ACTIVITY A ▸ In the passage about EMS pay, what did Bill de Blasio say when asked about the pay gap between FDNY EMS and firefighting personnel?
ACTIVITY B ▸ Please continue the passage about EMS pay after its last sentence.

PROVIDED PASSAGE ▸
====
Last month, New York City mayor Bill de Blasio was asked to comment on the pay disparity between FDNY EMS personnel and firefighting personnel to which he stated, “the work is different.” Of course that is true but that does not make it lesser. Across the country, and definitely in our system, there is typically less downtime working on an ambulance and to attend training they have to find time off to attend it. If it implies it’s less dangerous, don’t forget our colleague who was assaulted early February while breaking up a carjacking. Back injuries and other disabilities are common. All of my colleagues know equal numbers of fire and EMS personnel who have committed suicide, as do I.
====
Lines from a dataset:
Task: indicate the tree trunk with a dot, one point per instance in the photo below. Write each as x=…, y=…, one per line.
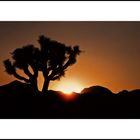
x=45, y=86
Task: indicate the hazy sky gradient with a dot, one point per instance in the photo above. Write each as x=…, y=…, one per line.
x=111, y=56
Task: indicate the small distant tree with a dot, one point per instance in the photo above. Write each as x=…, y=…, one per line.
x=52, y=59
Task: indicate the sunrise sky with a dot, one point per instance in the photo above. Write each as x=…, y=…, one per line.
x=111, y=56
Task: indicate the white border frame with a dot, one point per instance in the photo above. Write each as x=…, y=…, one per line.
x=69, y=11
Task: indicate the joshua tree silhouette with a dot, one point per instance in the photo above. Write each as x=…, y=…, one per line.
x=52, y=59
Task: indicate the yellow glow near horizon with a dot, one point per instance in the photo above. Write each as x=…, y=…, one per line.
x=69, y=86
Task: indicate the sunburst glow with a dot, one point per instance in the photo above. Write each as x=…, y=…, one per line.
x=70, y=86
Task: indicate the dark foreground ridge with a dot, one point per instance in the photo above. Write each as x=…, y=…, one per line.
x=17, y=100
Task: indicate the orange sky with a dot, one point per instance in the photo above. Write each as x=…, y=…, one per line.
x=111, y=55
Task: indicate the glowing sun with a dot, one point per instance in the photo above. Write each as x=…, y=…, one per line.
x=70, y=86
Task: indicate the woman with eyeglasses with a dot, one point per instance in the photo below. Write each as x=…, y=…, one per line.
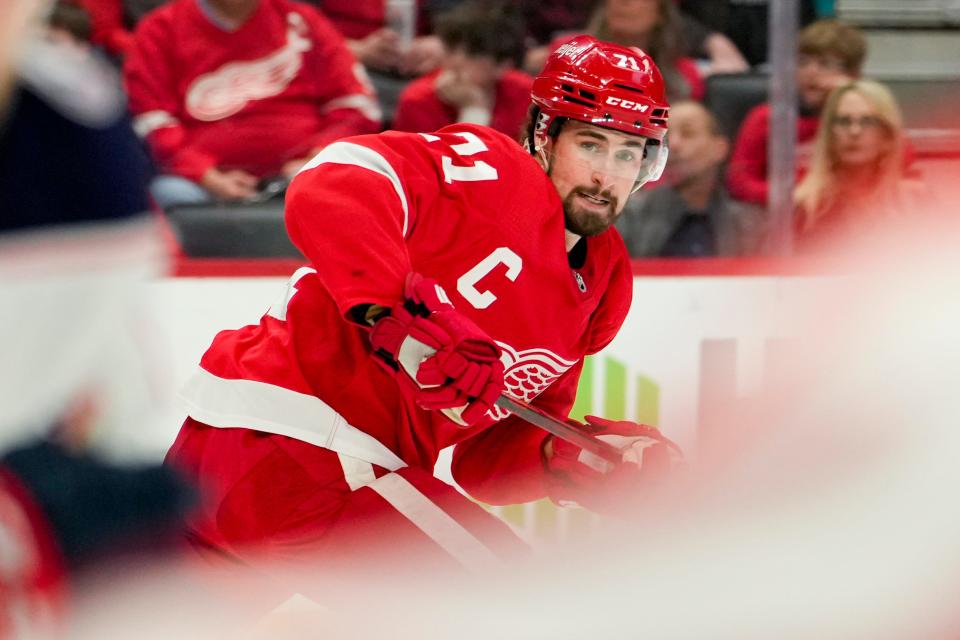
x=856, y=174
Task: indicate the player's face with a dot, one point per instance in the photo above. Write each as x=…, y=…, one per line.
x=860, y=137
x=594, y=170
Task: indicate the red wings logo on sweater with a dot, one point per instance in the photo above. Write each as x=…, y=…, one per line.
x=224, y=92
x=528, y=373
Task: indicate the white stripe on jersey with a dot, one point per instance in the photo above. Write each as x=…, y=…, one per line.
x=435, y=522
x=360, y=156
x=357, y=473
x=224, y=403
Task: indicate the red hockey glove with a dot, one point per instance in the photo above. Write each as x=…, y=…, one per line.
x=441, y=357
x=575, y=475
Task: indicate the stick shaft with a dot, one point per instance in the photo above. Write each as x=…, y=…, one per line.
x=560, y=429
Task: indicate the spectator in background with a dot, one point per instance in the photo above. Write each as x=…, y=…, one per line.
x=689, y=214
x=113, y=20
x=655, y=26
x=856, y=175
x=744, y=22
x=477, y=81
x=228, y=92
x=69, y=23
x=829, y=54
x=378, y=44
x=76, y=242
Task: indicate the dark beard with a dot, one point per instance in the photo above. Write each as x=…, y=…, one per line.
x=586, y=224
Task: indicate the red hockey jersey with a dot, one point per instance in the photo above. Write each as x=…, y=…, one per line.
x=281, y=85
x=421, y=109
x=469, y=207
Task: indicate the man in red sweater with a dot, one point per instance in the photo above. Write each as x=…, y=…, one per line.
x=830, y=53
x=228, y=92
x=477, y=81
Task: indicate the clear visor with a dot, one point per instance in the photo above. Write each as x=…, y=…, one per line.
x=637, y=163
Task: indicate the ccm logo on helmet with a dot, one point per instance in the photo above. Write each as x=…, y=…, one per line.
x=627, y=104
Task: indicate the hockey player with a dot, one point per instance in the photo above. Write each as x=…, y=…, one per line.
x=446, y=269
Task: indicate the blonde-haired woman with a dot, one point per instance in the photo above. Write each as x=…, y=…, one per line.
x=856, y=175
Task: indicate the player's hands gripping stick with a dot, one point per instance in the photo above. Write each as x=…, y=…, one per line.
x=439, y=355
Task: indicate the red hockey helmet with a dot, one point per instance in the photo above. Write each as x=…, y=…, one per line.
x=609, y=86
x=605, y=85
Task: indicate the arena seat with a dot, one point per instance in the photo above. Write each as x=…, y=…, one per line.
x=232, y=230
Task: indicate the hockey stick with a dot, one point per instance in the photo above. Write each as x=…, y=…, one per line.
x=560, y=429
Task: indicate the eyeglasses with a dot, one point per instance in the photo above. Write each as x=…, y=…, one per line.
x=863, y=122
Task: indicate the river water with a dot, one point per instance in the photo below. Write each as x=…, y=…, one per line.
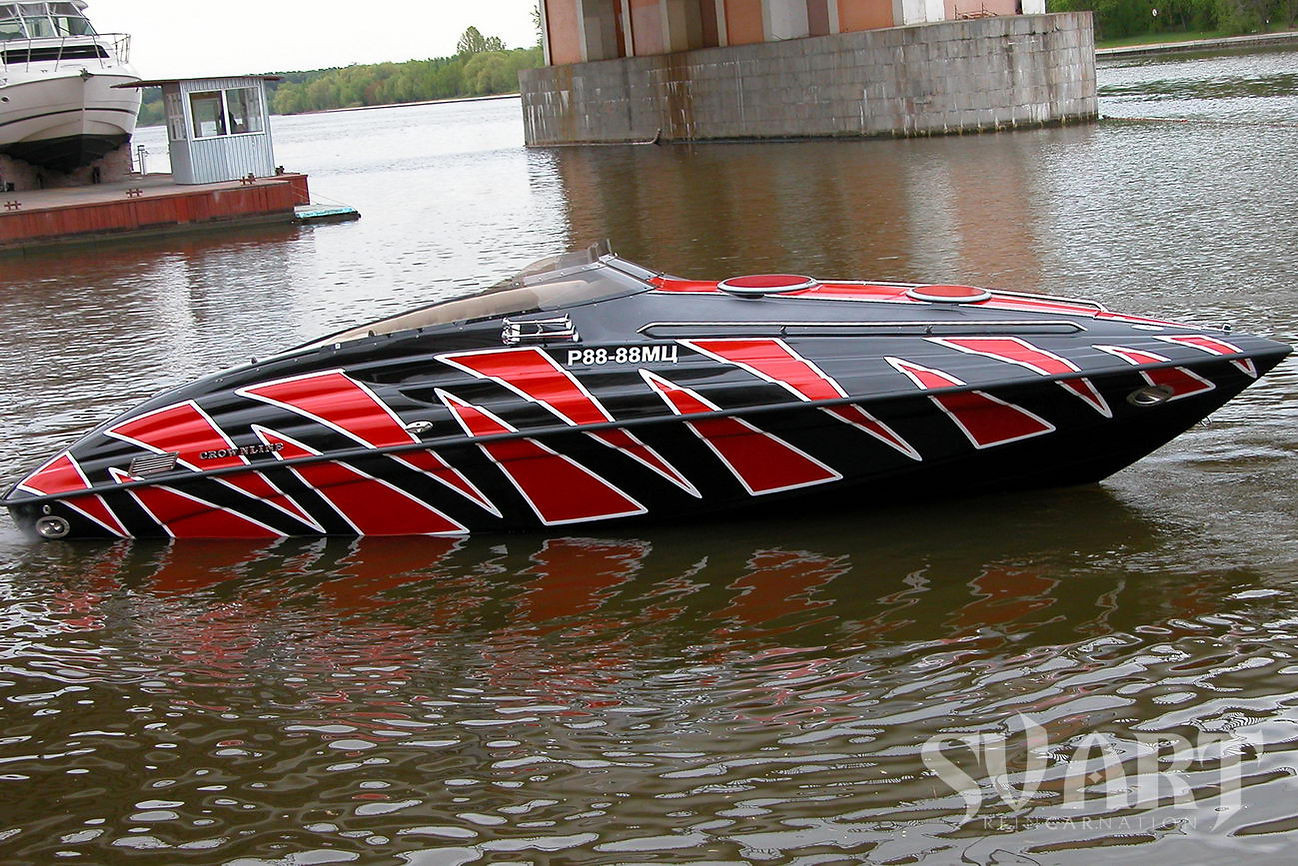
x=1119, y=658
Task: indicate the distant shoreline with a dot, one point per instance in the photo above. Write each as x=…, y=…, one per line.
x=1201, y=44
x=426, y=101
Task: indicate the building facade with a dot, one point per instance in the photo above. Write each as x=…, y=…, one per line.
x=580, y=31
x=695, y=70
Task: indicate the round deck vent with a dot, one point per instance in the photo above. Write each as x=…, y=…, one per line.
x=758, y=284
x=948, y=294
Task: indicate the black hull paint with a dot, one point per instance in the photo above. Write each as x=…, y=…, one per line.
x=65, y=153
x=444, y=430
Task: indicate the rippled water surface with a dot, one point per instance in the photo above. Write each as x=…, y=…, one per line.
x=1119, y=660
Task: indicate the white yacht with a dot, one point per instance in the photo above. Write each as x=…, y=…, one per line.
x=57, y=104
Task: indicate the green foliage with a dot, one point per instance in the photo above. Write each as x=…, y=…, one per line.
x=471, y=42
x=1118, y=18
x=473, y=74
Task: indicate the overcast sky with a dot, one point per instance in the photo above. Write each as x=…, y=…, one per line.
x=201, y=38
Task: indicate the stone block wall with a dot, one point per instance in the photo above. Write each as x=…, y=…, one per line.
x=923, y=79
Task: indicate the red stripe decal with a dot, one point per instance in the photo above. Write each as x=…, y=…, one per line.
x=64, y=474
x=775, y=361
x=345, y=405
x=188, y=517
x=1013, y=349
x=1214, y=346
x=538, y=378
x=984, y=420
x=1181, y=382
x=557, y=488
x=759, y=461
x=190, y=431
x=370, y=505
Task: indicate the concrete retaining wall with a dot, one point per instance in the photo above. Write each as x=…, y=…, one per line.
x=924, y=79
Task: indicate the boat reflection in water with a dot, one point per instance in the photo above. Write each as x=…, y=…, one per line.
x=371, y=684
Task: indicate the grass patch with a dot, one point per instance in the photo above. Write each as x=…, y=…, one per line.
x=1154, y=38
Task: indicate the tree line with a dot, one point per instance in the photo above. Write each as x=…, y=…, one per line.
x=482, y=66
x=1118, y=18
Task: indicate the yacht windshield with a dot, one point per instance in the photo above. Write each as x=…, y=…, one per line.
x=42, y=21
x=560, y=281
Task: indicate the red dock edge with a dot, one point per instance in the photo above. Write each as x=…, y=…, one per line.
x=143, y=207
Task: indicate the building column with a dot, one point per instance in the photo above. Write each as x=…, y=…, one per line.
x=545, y=33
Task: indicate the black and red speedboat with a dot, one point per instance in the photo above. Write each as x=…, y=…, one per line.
x=589, y=390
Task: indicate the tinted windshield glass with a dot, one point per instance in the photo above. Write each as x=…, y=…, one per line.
x=538, y=287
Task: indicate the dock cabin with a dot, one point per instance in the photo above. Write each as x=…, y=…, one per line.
x=218, y=129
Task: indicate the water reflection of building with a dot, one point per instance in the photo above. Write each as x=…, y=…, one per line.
x=705, y=69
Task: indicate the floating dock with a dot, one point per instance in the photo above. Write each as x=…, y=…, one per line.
x=148, y=205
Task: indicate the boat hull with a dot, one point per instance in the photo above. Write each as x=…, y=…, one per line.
x=674, y=453
x=65, y=120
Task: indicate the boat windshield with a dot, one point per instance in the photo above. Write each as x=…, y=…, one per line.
x=43, y=21
x=567, y=279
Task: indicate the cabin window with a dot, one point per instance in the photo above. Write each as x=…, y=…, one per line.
x=226, y=112
x=174, y=117
x=209, y=118
x=9, y=25
x=244, y=111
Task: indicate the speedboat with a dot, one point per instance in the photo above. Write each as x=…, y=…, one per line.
x=59, y=108
x=589, y=390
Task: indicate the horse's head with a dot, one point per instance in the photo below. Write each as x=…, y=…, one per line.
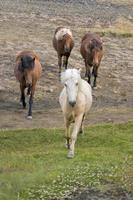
x=71, y=78
x=96, y=51
x=26, y=65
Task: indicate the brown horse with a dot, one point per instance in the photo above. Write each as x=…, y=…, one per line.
x=27, y=71
x=63, y=43
x=92, y=52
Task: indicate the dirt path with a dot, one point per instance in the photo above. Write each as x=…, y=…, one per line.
x=31, y=26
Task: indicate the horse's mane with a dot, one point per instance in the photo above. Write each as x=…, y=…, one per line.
x=61, y=32
x=70, y=73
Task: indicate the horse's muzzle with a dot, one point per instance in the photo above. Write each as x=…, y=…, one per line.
x=72, y=103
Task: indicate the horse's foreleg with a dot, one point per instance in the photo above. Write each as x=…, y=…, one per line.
x=22, y=98
x=59, y=63
x=89, y=75
x=65, y=61
x=88, y=72
x=81, y=127
x=67, y=134
x=31, y=102
x=95, y=73
x=77, y=124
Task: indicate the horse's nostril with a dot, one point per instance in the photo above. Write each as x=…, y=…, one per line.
x=72, y=103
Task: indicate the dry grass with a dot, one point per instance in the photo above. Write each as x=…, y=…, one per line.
x=122, y=2
x=122, y=27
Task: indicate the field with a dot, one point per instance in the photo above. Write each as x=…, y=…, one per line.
x=31, y=25
x=29, y=168
x=33, y=164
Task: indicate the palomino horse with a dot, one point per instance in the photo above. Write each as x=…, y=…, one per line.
x=92, y=53
x=27, y=71
x=63, y=43
x=75, y=100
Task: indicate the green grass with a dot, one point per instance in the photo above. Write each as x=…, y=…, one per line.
x=33, y=163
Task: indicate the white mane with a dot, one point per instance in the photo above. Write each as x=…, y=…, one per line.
x=70, y=74
x=60, y=33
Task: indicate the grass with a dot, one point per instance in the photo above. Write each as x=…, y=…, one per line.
x=33, y=163
x=121, y=2
x=121, y=28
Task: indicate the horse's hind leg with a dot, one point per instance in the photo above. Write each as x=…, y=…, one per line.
x=77, y=124
x=22, y=98
x=31, y=101
x=59, y=63
x=95, y=72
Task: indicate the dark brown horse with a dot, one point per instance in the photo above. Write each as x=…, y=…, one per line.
x=92, y=53
x=27, y=71
x=63, y=43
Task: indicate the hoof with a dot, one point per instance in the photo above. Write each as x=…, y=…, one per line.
x=29, y=117
x=70, y=154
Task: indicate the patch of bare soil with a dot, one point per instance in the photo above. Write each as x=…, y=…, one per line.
x=31, y=25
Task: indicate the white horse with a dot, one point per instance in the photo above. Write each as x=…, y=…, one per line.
x=75, y=100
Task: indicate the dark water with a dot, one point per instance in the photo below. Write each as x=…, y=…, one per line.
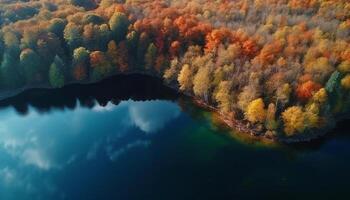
x=131, y=138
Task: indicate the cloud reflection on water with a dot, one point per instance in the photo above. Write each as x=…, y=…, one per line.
x=35, y=145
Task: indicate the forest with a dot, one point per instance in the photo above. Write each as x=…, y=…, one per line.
x=282, y=67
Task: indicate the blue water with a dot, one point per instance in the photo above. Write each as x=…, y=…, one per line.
x=156, y=148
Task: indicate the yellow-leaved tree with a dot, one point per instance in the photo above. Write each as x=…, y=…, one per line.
x=185, y=78
x=256, y=111
x=293, y=118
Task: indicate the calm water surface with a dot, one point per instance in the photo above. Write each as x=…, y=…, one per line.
x=130, y=138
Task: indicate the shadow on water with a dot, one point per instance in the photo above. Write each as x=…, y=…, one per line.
x=339, y=133
x=114, y=90
x=138, y=88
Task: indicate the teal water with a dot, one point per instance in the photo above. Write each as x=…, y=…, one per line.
x=84, y=143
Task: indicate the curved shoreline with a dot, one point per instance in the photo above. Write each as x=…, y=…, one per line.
x=234, y=124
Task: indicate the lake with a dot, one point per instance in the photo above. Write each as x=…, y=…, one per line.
x=129, y=137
====
WRITTEN ANSWER A ▸ He said, "the work is different."

WRITTEN ANSWER B ▸
We should consider moving away from the same goal posts used by the fire department when responding to medical calls. Rather than an immediate response by 6 personnel on two apparatus followed by an expensive but inconclusive trip to the emergency room, most patients need resource education and more comprehensive primary care. This city's system is already better than others I've worked in but the alternative programs the Department runs like CARES' mobile integrated health care, Community Response Team's advanced field psychiatric treatment, and CMED2's low priority call management need to be expanded to reach all citizens. This would require a drastic restructuring of the response framework to medical calls into something more similar to a police department with multiple units at dozens of calls for up to an hour each sometimes. It would also require viewing EMS as a public service instead of a profit-making opportunity. Ambulance transport would be reserved for all of the sickest patients and responses would never be prolonged with improved resource management. This could become a model for EMS to the rest of the country. First, though, the process needs some sunlight and more input from the community as well as the EMTs whose careers are up in the air every 12 months.